BEGIN Extracted text

Although the Pentagon and State Department were invited to the hearing to defend the JCET program, they declined to appear. The next day, March 8, they announced the JCET suspension.

The suspension is clearly an effort to preempt an embarrassing JCET defeat in Congress and to help salvage the endangered $14.5 billion IMF replenishment bill. The administration, under fire from some in Congress for bailing out a repressive regime, is now attempting to justify its continued financing of Suharto and his army by claiming that the JCET suspension adequately addresses human rights concerns.

The IMF money will help enable Suharto and his ABRI henchmen to stay in power. And it will free up funds that they can use to purchase lethal training elsewhere. At the same time, the US continues to sell ABRI new weapons and spare parts, and to counsel them in strategy and tactics with the message that, as a one US official put it to me "the US is close to and loves the army."

This message has devastating consequences for Indonesia's hopes for freedom. As Aryati put it in her May 7 Congressional testimony: "the only force that the military appears to feel accountable to is the US government. You [the US] greatly determine whether the Indonesian government receives economic aid from the IMF and political legitimacy in international forums such as the United Nations. I can assure you that the Suharto regime, feeling entirely uncountable to the Indonesian people, does feel beholden to the US government. It panics on seeing any sign of displeasure with it here in Washington."

END Extracted text

> **Stated goal a**: Repeat the passage on the JCET suspension word for word.

BEGIN Data for this exercise

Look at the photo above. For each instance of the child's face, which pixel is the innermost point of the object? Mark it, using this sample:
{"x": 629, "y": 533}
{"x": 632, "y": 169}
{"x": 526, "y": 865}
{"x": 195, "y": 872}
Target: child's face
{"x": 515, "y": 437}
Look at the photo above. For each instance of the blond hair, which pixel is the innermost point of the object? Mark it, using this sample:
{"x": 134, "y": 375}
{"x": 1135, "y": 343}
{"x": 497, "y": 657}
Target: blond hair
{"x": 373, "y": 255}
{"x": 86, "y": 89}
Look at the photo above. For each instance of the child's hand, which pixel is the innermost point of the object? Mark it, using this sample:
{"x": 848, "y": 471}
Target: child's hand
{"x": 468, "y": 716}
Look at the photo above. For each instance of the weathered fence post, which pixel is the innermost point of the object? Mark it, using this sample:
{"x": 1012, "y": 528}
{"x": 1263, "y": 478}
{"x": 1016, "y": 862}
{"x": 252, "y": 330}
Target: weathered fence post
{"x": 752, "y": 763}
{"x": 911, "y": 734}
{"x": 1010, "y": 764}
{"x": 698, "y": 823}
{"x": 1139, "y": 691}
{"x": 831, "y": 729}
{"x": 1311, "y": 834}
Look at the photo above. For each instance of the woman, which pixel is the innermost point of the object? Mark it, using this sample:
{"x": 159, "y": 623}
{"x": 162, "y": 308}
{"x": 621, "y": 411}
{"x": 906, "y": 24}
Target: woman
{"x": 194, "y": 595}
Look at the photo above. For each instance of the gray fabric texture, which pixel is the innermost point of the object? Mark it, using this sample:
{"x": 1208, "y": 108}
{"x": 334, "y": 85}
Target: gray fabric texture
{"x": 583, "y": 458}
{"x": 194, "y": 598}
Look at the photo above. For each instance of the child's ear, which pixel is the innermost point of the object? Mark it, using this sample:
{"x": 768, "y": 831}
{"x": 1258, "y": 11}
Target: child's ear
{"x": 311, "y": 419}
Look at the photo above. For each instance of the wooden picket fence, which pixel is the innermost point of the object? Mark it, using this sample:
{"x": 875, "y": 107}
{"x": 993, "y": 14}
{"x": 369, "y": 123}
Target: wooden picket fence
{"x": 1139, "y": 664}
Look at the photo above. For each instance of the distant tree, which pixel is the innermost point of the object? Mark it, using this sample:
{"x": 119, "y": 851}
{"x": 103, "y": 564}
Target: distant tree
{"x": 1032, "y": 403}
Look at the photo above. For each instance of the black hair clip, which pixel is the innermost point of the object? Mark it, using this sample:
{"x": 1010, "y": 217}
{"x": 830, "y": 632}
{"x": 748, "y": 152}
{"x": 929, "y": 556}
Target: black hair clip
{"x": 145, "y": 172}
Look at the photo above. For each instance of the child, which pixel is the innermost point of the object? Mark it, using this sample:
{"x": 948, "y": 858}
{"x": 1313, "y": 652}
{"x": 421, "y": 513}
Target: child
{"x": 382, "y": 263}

END Data for this exercise

> **Stated goal b**: Turn the listing, from the line with "Look at the photo above. For each instance of the black" up to and including its last line, into a JSON list of strings with one string per line and blank lines left out.

> **Right answer a**:
Although the Pentagon and State Department were invited to the hearing to defend the JCET program, they declined to appear. The next day, March 8, they announced the JCET suspension.

The suspension is clearly an effort to preempt an embarrassing JCET defeat in Congress and to help salvage the endangered $14.5 billion IMF replenishment bill. The administration, under fire from some in Congress for bailing out a repressive regime, is now attempting to justify its continued financing of Suharto and his army by claiming that the JCET suspension adequately addresses human rights concerns.

The IMF money will help enable Suharto and his ABRI henchmen to stay in power. And it will free up funds that they can use to purchase lethal training elsewhere. At the same time, the US continues to sell ABRI new weapons and spare parts, and to counsel them in strategy and tactics with the message that, as a one US official put it to me "the US is close to and loves the army."

This message has devastating consequences for Indonesia's hopes for freedom. As Aryati put it in her May 7 Congressional testimony: "the only force that the military appears to feel accountable to is the US government. You [the US] greatly determine whether the Indonesian government receives economic aid from the IMF and political legitimacy in international forums such as the United Nations. I can assure you that the Suharto regime, feeling entirely uncountable to the Indonesian people, does feel beholden to the US government. It panics on seeing any sign of displeasure with it here in Washington."

> **Right answer b**:
[
  "Look at the photo above. For each instance of the black hair clip, which pixel is the innermost point of the object? Mark it, using this sample:",
  "{\"x\": 1010, \"y\": 217}",
  "{\"x\": 830, \"y\": 632}",
  "{\"x\": 748, \"y\": 152}",
  "{\"x\": 929, \"y\": 556}",
  "Target: black hair clip",
  "{\"x\": 145, \"y\": 172}",
  "Look at the photo above. For each instance of the child, which pixel is the innermost point of the object? Mark it, using this sample:",
  "{\"x\": 948, \"y\": 858}",
  "{\"x\": 1313, \"y\": 652}",
  "{\"x\": 421, \"y\": 513}",
  "Target: child",
  "{\"x\": 382, \"y\": 263}"
]